# The input
__________

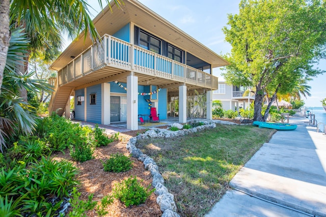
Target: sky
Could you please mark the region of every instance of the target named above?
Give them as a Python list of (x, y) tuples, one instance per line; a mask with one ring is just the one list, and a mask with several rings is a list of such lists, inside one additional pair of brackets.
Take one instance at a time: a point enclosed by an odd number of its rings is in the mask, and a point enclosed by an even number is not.
[[(227, 25), (228, 14), (237, 14), (239, 12), (240, 0), (139, 0), (151, 9), (177, 27), (185, 32), (202, 44), (219, 55), (231, 51), (230, 45), (225, 40), (222, 31)], [(100, 11), (97, 1), (89, 0), (91, 5), (98, 12)], [(106, 5), (104, 1), (103, 5)], [(92, 12), (94, 15), (98, 13)], [(318, 65), (318, 68), (326, 70), (326, 60)], [(218, 68), (213, 70), (213, 74), (220, 76)], [(308, 84), (311, 86), (312, 96), (304, 98), (305, 106), (320, 107), (320, 101), (326, 98), (326, 73), (314, 78)]]

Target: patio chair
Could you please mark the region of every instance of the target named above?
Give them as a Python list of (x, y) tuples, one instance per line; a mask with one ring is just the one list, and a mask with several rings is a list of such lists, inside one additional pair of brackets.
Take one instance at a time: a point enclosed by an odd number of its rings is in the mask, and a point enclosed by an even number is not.
[(155, 107), (151, 108), (151, 113), (149, 115), (149, 121), (150, 122), (159, 122), (159, 114), (157, 114)]
[(144, 125), (145, 124), (145, 121), (144, 120), (144, 118), (143, 116), (141, 114), (138, 115), (138, 125)]

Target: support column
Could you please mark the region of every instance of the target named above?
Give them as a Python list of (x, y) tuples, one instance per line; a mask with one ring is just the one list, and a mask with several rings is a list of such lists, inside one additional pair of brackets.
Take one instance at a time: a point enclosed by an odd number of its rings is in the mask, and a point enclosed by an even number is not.
[(84, 104), (84, 121), (87, 121), (87, 88), (85, 87), (84, 89), (84, 99), (85, 100)]
[(101, 96), (102, 100), (101, 123), (110, 125), (110, 84), (102, 83), (101, 84)]
[(67, 118), (70, 118), (70, 96), (68, 99), (66, 107), (65, 107), (65, 116)]
[(187, 122), (187, 87), (179, 86), (179, 122)]
[(138, 77), (127, 77), (127, 129), (138, 130)]
[(213, 114), (212, 113), (212, 91), (208, 90), (206, 93), (206, 118), (211, 120), (213, 119)]

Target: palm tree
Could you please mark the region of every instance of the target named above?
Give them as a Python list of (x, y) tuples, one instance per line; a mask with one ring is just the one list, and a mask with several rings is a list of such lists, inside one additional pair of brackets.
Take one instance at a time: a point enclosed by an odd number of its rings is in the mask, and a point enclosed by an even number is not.
[[(41, 90), (51, 91), (50, 86), (42, 80), (32, 79), (33, 72), (20, 75), (14, 69), (17, 59), (24, 57), (29, 41), (24, 37), (21, 28), (11, 30), (11, 37), (8, 48), (7, 63), (4, 69), (2, 92), (0, 95), (0, 150), (6, 147), (5, 137), (10, 138), (17, 134), (29, 134), (35, 125), (36, 114), (33, 108), (19, 95), (19, 90), (24, 88), (36, 92)], [(18, 56), (17, 53), (21, 54)]]
[[(101, 0), (98, 0), (103, 8)], [(108, 4), (109, 0), (106, 0)], [(121, 0), (114, 0), (118, 7)], [(110, 5), (110, 4), (109, 4)], [(111, 6), (110, 6), (111, 7)], [(89, 34), (93, 42), (100, 40), (100, 36), (89, 15), (89, 5), (86, 0), (2, 0), (0, 5), (0, 94), (5, 64), (10, 40), (10, 23), (26, 27), (31, 37), (30, 48), (46, 47), (45, 41), (60, 44), (61, 33), (67, 33), (71, 38), (85, 31), (85, 39)], [(35, 40), (35, 39), (36, 39)], [(28, 59), (29, 55), (25, 56)], [(22, 74), (26, 70), (20, 69)]]

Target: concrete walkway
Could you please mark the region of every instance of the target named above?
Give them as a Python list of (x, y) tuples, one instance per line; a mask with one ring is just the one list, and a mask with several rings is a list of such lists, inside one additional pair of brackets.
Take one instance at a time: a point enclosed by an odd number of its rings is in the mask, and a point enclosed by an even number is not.
[(326, 216), (326, 135), (305, 117), (290, 123), (296, 130), (264, 144), (206, 217)]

__________

# Given problem
Can you write out everything from "Target: support column" down to "99), (85, 100)]" in the entries again, with "support column" changed to "pillar" and nothing else altered?

# Result of the exercise
Target: pillar
Could you please mark the region of every instance of the target named above?
Give them as a Python list of (x, y) tuples, one instance per line; a mask with one ring is just the one list, and a mask with several rings is a list of such lists, inside one additional pair of brackets.
Take one instance at a time: a point enclosed by an odd number of its rings is in the mask, and a point enclosed by an even number is not.
[(84, 104), (84, 121), (87, 121), (87, 88), (85, 87), (84, 89), (84, 99), (85, 100)]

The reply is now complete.